── EXERCISE INPUT
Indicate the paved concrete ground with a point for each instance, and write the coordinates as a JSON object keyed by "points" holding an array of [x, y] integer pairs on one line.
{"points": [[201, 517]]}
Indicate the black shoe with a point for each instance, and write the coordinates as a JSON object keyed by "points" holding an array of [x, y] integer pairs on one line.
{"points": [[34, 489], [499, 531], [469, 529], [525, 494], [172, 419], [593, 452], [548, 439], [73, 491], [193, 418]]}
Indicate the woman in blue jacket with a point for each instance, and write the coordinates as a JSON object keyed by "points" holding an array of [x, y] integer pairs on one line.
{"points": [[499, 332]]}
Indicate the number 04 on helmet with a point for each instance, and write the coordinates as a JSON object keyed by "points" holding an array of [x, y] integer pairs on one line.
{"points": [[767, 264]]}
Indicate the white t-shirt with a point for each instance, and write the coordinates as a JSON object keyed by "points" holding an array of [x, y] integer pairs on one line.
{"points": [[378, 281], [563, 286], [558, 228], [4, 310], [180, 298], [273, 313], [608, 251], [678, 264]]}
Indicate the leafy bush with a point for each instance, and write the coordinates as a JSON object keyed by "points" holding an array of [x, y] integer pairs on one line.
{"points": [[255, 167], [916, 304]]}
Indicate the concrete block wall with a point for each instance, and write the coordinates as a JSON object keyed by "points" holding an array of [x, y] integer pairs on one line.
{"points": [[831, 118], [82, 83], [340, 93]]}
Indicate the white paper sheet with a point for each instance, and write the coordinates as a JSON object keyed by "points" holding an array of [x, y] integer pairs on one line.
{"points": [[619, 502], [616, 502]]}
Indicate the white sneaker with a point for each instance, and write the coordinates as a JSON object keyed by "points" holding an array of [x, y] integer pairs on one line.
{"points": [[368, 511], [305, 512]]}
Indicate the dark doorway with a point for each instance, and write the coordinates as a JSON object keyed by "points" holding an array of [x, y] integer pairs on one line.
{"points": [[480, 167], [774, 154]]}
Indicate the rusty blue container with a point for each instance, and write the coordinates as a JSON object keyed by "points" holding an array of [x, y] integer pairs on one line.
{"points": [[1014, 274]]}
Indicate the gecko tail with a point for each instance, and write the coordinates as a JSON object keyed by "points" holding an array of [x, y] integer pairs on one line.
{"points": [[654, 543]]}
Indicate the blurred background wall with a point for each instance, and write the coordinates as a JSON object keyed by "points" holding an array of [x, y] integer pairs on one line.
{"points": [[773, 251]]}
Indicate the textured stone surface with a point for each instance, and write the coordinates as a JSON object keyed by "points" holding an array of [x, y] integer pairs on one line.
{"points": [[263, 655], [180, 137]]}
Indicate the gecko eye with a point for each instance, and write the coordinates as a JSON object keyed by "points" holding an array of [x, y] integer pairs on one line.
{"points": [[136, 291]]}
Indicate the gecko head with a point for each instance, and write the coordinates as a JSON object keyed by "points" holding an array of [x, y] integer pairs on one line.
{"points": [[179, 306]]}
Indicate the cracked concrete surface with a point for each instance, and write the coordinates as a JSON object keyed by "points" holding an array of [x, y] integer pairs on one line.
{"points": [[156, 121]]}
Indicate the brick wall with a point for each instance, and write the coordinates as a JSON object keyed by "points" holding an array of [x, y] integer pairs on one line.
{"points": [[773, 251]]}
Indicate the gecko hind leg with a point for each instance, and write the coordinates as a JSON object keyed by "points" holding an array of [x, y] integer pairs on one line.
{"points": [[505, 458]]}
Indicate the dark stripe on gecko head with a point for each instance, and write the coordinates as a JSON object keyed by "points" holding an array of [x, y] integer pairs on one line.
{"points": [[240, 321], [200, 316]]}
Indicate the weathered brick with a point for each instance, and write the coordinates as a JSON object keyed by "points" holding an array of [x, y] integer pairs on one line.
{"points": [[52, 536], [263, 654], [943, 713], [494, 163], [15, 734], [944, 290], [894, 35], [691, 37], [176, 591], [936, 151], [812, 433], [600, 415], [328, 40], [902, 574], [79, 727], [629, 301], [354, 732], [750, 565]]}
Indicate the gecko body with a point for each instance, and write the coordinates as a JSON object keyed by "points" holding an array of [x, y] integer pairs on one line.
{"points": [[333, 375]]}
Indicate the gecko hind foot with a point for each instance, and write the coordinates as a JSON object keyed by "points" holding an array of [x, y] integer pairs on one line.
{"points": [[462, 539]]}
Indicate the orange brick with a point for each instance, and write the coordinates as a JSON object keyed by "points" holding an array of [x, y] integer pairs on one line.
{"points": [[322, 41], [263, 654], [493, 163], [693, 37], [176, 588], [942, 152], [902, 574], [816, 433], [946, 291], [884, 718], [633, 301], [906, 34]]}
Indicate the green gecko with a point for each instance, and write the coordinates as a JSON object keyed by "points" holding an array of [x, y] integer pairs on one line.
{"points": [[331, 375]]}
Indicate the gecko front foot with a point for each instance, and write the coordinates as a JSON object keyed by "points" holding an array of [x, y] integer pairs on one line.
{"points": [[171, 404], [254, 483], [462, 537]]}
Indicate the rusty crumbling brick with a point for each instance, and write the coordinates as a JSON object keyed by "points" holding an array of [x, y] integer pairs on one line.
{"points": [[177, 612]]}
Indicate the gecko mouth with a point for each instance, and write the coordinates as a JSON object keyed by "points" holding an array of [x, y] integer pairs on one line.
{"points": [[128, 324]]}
────
### WHAT IS REQUIRED
Print each entry above again, exactly as it was given.

### ANSWER TO THIS EXERCISE
Indicate the paved concrete ground with a point for each instance, and write the coordinates as a JSON object keyed by "points" holding an array of [x, y] integer pairs on one line.
{"points": [[201, 517]]}
Indicate the black shoe with a point for each instance, and write the coordinates as a JSON object keyed by "points" holding an array of [x, y] integer pairs on one line.
{"points": [[34, 489], [499, 531], [469, 529], [525, 494], [172, 419], [593, 452], [548, 439], [73, 491], [193, 418]]}
Indicate the woman in blue jacket with a point for each instance, and write the coordinates as a JSON object keyed by "points" holding an array of [x, y] integer pairs on one line.
{"points": [[499, 332]]}
Indicate the number 04 on helmet with a point for each instance, and write the coordinates as a JSON object keyed by "points" holding an array of [x, y] integer pairs on one line.
{"points": [[767, 264]]}
Indicate the white t-shirt with a point for each instance, and write the coordinates as a JSON object keyed by "points" holding an array of [x, y] integer pairs on one line.
{"points": [[378, 281], [563, 286], [558, 228], [4, 310], [180, 298], [273, 313], [608, 251], [678, 264]]}
Indicate the leafy bush with a point for each instance, and write the coordinates as a JSON object keyed by "points" holding an array of [x, y] integer pairs on one line.
{"points": [[255, 167], [916, 304]]}
Indicate the concrete block wall with a point for each instance, and write the coordinates as a JSON object keyed by "points" holding an array of [x, y] integer pairs on one line.
{"points": [[831, 118], [82, 83], [340, 93]]}
Indicate the white paper sheet with a point for each instance, and write the coordinates as a JSON object keyed by "points" holding an array of [x, y] integer pairs on one line.
{"points": [[619, 502], [616, 502]]}
Indicate the white sneaker with a point for each instance, and write the coordinates as a JSON object keyed by "points" holding an array of [x, y] integer pairs on one line.
{"points": [[368, 511], [305, 512]]}
Indicate the dark doorway with a point for each instance, and write the coordinates as a JSON object keyed by "points" holding an array of [x, y] integer pairs on one line.
{"points": [[480, 167], [774, 154]]}
Indicate the rusty blue container with a point for each instance, and write the coordinates as a JSON object keyed by "points" holding an array of [x, y] integer pairs on one line.
{"points": [[1014, 274]]}
Indicate the gecko tail with a point for each instance, and write the coordinates as a JSON object keyed by "points" holding an array of [x, y] integer pairs on one line.
{"points": [[654, 543]]}
Indicate the blurred background wall with a point for each instance, and write the coordinates as a JSON object keyed by "points" holding an array of [x, y] integer pairs on one line.
{"points": [[773, 251]]}
Indicate the textured stone surface with a point for each instance, and write the coordinates as a JSON object keyed by "points" holding an array of [x, y] integer pairs on one line.
{"points": [[263, 655], [180, 137]]}
Indicate the gecko eye with a point for each instance, and write the coordinates as a JSON object keyed by "points" holding an array of [x, y] integer pairs on one line.
{"points": [[136, 291]]}
Indicate the gecko head with a point for each instance, and write the coordinates as a JSON object keyed by "points" holding an array of [x, y] integer pairs on one line.
{"points": [[179, 306]]}
Indicate the cracked concrete surface with a point for each instance, and write the coordinates as a JSON object keyed by "points" holding an array of [x, y] integer pairs on one line.
{"points": [[156, 121]]}
Indicate the brick wall with a point for each instance, and write the coordinates as a JSON object keyed by "points" holding an array of [x, y] integer pairs on one line.
{"points": [[773, 251]]}
Indicate the gecko hind leg with a point for each instance, and write the coordinates as a JSON object keyed by "points" holding an array of [x, y] integer pairs on one line.
{"points": [[505, 458]]}
Indicate the dark stripe on gecko head with a point for each instance, and write the coordinates as a JSON object keyed by "points" holding an array of [x, y] integer pairs on one line.
{"points": [[240, 321], [200, 316]]}
Indicate the weathered brick with a point for each instance, and write the coordinates as a JSON object keyed by "points" holding an array of [x, y] integer pairs on one line.
{"points": [[52, 536], [263, 654], [943, 713], [494, 163], [15, 734], [944, 290], [894, 35], [691, 37], [176, 591], [936, 151], [812, 433], [600, 415], [328, 40], [902, 574], [79, 727], [629, 301], [354, 732], [750, 565]]}
Indicate the gecko body with a point for each instance, and write the coordinates as a JSON object keyed by "points" holding an array of [x, y] integer pairs on one line.
{"points": [[333, 375]]}
Indicate the gecko hind foot with a point for each instance, and write the coordinates as a JSON object keyed by "points" holding an array of [x, y] integer pairs on one line.
{"points": [[462, 539]]}
Indicate the orange brick with a point for each instance, and write the coordinates as a JSON object keyed by "points" holding an array of [x, y] integer pairs on one line.
{"points": [[322, 41], [263, 654], [493, 163], [693, 37], [176, 588], [942, 152], [902, 574], [816, 433], [946, 291], [884, 718], [633, 301], [906, 34]]}
Indicate the green gecko with a point for each instance, and write the coordinates as a JSON object keyed by "points" holding an array of [x, y] integer pairs on one line.
{"points": [[331, 375]]}
Indicate the gecko front foot with a point for each instance, and write the coordinates as a JSON object keyed by "points" holding an array of [x, y] integer pairs on one line.
{"points": [[171, 404], [254, 483], [462, 537]]}
Indicate the rusty crumbling brick with a point for each instance, and write the coordinates as a JSON object keyed by "points" holding an array of [x, y] integer pairs on one line.
{"points": [[177, 612]]}
Indicate the gecko mouth with a point for each instance, and write the coordinates as a JSON object keyed by "points" holding an array of [x, y] integer pairs on one line.
{"points": [[128, 324]]}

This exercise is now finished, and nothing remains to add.